(Beginning of DATA)

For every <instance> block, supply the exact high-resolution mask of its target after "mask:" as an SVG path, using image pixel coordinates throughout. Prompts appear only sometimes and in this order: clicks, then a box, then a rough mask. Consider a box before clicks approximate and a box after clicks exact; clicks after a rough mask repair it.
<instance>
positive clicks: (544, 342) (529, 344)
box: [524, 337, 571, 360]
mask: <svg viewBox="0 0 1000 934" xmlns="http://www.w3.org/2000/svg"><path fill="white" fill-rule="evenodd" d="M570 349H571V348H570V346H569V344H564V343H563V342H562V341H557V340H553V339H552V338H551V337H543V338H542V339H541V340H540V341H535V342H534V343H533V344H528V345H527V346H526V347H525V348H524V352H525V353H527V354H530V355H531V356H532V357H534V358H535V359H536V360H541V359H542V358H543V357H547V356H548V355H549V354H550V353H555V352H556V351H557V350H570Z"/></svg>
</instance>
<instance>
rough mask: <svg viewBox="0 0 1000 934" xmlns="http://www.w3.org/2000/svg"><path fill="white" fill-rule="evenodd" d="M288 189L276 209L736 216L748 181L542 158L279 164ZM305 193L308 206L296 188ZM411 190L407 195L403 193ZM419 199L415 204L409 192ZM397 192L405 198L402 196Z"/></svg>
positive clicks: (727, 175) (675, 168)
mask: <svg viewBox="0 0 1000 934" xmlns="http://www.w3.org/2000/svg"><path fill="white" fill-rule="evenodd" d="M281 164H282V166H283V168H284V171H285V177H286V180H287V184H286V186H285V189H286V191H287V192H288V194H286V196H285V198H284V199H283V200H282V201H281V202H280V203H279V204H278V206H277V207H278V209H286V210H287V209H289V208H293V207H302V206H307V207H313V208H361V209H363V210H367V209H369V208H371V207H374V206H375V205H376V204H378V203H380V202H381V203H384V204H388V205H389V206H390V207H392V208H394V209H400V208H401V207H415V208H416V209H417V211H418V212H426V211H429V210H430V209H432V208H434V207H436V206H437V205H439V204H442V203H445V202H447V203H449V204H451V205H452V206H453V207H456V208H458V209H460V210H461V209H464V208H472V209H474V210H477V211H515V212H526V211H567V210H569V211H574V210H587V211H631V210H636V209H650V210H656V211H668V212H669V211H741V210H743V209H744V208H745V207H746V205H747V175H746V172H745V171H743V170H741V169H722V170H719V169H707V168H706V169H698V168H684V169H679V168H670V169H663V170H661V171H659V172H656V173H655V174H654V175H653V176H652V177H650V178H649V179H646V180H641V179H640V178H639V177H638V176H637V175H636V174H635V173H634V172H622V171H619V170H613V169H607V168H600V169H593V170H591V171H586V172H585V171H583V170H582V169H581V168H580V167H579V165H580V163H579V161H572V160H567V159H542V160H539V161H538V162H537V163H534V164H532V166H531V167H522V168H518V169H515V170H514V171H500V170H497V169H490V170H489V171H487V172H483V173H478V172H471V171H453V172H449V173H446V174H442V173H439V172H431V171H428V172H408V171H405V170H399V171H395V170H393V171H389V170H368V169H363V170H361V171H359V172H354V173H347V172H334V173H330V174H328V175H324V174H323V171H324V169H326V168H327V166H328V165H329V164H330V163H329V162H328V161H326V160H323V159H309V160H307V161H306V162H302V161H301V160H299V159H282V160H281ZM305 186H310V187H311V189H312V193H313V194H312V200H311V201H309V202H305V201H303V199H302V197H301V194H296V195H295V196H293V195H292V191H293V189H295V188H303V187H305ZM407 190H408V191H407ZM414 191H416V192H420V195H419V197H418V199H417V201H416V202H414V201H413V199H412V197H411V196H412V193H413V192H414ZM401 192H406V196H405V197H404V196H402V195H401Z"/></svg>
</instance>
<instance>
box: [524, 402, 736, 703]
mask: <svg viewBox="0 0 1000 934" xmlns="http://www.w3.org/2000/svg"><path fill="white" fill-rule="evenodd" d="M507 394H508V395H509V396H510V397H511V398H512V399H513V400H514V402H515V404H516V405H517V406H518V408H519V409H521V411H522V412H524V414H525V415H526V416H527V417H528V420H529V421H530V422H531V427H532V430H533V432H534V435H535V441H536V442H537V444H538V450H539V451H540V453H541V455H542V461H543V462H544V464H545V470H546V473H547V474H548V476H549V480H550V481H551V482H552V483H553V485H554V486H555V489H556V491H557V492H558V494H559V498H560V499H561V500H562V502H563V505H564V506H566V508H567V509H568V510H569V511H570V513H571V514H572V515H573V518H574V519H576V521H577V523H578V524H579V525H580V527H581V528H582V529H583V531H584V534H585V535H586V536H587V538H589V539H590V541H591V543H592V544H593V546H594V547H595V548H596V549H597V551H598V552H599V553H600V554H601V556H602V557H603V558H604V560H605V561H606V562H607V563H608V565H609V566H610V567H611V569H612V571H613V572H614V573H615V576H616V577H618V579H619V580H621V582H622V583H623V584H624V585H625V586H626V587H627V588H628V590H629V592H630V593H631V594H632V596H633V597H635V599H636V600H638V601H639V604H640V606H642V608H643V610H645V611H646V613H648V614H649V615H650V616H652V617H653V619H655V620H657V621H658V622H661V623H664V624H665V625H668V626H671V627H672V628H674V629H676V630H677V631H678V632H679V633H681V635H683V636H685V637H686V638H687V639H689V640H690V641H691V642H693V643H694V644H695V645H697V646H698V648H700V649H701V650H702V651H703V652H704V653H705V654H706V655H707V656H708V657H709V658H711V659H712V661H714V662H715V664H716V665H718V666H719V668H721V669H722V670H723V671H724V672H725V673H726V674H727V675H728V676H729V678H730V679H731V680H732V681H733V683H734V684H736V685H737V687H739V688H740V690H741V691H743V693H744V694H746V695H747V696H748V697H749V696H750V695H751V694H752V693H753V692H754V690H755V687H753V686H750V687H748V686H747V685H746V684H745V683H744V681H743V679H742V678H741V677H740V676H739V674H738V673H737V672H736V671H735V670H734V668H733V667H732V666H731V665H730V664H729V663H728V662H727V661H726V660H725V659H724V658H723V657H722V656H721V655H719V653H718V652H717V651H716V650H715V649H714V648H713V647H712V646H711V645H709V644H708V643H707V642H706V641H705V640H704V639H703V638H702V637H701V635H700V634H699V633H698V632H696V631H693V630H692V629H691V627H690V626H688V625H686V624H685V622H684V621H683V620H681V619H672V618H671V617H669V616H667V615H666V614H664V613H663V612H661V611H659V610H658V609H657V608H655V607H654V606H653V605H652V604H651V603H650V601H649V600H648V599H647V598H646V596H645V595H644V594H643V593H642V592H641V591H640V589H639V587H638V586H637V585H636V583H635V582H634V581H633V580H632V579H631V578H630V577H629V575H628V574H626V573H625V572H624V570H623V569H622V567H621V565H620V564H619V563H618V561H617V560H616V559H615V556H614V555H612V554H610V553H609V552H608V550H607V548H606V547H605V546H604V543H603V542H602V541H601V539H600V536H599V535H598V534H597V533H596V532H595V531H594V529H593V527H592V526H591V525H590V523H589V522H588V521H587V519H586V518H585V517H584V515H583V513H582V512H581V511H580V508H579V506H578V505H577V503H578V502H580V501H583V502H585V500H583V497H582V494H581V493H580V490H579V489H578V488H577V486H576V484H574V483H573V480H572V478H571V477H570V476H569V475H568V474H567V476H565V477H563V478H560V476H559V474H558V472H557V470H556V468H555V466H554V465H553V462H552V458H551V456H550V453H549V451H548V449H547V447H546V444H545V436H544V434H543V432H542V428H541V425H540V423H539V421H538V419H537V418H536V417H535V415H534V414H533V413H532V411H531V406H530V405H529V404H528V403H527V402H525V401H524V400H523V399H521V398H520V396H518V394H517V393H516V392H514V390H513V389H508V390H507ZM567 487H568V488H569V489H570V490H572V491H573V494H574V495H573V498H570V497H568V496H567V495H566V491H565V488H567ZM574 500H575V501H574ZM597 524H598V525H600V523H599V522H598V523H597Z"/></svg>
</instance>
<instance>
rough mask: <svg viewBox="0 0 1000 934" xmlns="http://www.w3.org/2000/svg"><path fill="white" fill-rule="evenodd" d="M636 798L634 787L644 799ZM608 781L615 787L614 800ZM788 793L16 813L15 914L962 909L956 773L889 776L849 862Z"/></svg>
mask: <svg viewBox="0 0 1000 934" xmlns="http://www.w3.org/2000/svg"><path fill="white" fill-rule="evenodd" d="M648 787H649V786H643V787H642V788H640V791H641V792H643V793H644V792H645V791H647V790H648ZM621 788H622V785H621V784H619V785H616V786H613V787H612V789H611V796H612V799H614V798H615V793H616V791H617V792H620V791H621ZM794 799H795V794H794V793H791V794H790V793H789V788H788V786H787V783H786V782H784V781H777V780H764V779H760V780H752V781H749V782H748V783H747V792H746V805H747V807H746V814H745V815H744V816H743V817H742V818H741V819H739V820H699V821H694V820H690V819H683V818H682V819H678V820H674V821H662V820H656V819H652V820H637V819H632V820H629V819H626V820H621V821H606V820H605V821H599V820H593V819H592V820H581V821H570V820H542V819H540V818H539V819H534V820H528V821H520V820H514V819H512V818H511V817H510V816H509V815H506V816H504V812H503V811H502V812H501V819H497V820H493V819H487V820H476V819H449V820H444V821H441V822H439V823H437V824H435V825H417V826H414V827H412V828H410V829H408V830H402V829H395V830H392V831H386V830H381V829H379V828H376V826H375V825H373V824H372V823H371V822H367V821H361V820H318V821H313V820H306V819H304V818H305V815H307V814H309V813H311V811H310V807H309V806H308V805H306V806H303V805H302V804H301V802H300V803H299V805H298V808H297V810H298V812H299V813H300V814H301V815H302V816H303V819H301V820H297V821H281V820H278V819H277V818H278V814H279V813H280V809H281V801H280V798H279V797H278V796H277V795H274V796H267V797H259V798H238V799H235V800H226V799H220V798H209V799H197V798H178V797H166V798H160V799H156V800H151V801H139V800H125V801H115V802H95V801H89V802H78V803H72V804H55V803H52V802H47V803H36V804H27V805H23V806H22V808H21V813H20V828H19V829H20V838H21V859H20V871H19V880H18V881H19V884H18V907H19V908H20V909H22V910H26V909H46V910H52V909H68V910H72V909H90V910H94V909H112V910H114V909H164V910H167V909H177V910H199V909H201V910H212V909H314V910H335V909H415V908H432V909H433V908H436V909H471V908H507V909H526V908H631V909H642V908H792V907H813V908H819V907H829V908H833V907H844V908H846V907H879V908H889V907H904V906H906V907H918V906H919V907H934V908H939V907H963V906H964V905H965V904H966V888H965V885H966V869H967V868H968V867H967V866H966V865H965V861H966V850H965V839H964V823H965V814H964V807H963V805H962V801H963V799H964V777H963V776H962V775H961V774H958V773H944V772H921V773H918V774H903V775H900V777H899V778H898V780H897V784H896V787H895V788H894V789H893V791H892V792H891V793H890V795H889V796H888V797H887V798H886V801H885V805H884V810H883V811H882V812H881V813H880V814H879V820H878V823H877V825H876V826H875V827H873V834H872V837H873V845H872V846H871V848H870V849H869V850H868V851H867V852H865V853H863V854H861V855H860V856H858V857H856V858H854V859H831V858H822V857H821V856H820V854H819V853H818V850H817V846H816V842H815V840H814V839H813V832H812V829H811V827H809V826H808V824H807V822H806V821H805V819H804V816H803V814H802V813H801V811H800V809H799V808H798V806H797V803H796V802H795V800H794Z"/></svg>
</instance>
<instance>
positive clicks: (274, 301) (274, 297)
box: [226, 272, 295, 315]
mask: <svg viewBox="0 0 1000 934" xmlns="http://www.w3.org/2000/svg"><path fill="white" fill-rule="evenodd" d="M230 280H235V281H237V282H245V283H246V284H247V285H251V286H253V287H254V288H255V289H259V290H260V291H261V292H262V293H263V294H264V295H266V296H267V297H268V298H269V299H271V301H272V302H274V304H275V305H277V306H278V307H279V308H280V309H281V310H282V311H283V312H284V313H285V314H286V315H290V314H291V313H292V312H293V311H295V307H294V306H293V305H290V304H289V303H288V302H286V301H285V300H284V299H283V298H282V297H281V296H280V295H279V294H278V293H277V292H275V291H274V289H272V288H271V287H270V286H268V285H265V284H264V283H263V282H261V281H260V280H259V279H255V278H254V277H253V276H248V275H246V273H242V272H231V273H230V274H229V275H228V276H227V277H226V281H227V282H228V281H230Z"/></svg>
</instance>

(End of DATA)

* WORK TO BE COMPLETED
Reproduce the rows above, from their first line through the line containing "positive clicks: (727, 175) (675, 168)", including both ends.

* RESPONSE AREA
For every <instance> block, supply the exact high-resolution mask of its target after "mask:" as an SVG path, using image pixel coordinates throughout. Prompts appear only sometimes and in this order: clicks, then a box, then a rough mask. Consider a box before clicks approximate and a box after clicks exact; clicks after a rough mask repair it.
<instance>
positive clicks: (544, 342) (529, 344)
box: [524, 337, 571, 360]
mask: <svg viewBox="0 0 1000 934" xmlns="http://www.w3.org/2000/svg"><path fill="white" fill-rule="evenodd" d="M570 349H571V348H570V346H569V344H564V343H563V342H562V341H557V340H553V339H552V338H551V337H543V338H542V339H541V340H540V341H535V342H534V343H533V344H528V345H527V346H526V347H525V348H524V352H525V353H527V354H530V355H531V356H532V357H534V358H535V359H536V360H541V359H542V358H543V357H547V356H548V355H549V354H550V353H555V352H556V351H557V350H570Z"/></svg>
</instance>
<instance>
rough mask: <svg viewBox="0 0 1000 934" xmlns="http://www.w3.org/2000/svg"><path fill="white" fill-rule="evenodd" d="M288 189L276 209L736 216L748 181L542 158L279 164ZM305 193L308 206L296 188ZM411 190L407 195L403 193ZM419 199L415 204L409 192ZM397 192L405 198L402 196Z"/></svg>
positive clicks: (727, 175) (675, 168)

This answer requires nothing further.